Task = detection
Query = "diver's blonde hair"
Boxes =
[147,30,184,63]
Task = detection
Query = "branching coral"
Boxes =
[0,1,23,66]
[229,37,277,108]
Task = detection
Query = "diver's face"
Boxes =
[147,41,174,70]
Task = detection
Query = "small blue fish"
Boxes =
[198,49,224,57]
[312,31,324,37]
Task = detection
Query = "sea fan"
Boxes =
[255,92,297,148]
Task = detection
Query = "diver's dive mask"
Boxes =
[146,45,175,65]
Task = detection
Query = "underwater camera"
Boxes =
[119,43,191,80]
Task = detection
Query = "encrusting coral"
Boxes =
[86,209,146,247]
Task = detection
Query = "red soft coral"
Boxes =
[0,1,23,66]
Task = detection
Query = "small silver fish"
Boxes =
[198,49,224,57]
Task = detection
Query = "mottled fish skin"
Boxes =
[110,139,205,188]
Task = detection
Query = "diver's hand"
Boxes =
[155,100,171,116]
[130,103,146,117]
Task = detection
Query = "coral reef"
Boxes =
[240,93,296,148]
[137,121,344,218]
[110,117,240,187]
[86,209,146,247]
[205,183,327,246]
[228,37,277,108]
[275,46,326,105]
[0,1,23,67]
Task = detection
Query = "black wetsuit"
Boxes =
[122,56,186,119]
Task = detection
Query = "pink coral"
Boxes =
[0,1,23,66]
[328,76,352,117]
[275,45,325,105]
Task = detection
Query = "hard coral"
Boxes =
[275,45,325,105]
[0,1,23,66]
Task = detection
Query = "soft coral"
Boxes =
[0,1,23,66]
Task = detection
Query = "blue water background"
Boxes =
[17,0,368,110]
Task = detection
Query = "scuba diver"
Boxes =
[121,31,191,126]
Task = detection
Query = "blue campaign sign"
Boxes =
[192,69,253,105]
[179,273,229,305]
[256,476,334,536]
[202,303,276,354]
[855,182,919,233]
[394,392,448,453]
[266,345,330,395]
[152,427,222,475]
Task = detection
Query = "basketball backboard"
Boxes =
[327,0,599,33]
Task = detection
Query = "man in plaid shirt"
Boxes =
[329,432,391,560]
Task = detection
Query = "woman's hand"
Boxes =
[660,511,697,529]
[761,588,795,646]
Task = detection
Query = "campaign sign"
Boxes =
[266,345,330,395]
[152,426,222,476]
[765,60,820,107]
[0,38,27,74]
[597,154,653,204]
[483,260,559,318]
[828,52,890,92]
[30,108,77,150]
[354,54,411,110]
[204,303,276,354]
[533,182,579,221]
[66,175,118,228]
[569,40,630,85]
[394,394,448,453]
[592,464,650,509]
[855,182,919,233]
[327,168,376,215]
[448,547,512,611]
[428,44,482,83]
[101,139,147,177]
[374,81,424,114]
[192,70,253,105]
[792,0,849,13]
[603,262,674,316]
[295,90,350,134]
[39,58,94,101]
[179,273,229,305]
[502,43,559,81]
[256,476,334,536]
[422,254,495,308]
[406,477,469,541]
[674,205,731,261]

### Task:
Reproduce the material verbatim, from its first line up to and including the line that contains "[110,139,205,188]".

### Finished exercise:
Task = detection
Query = "diver's blonde hair"
Boxes =
[147,30,184,63]
Task = detection
Query = "branching coral"
Boxes =
[0,1,23,66]
[229,37,277,108]
Task = detection
Query = "diver's face"
Boxes =
[147,41,174,70]
Task = detection
Query = "small blue fish"
Boxes =
[198,49,224,57]
[312,31,324,37]
Task = detection
Query = "sea fan"
Boxes =
[255,92,297,148]
Task = detection
Query = "diver's dive mask"
Boxes =
[146,45,175,65]
Task = detection
Query = "underwater camera"
Boxes =
[119,43,191,80]
Task = detection
Query = "encrusting coral"
Boxes =
[86,209,146,247]
Task = detection
Query = "red soft coral"
Boxes =
[0,1,23,66]
Task = detection
Query = "small silver fish"
Boxes =
[198,49,224,57]
Task = detection
Query = "mottled fish skin"
Boxes =
[110,139,205,188]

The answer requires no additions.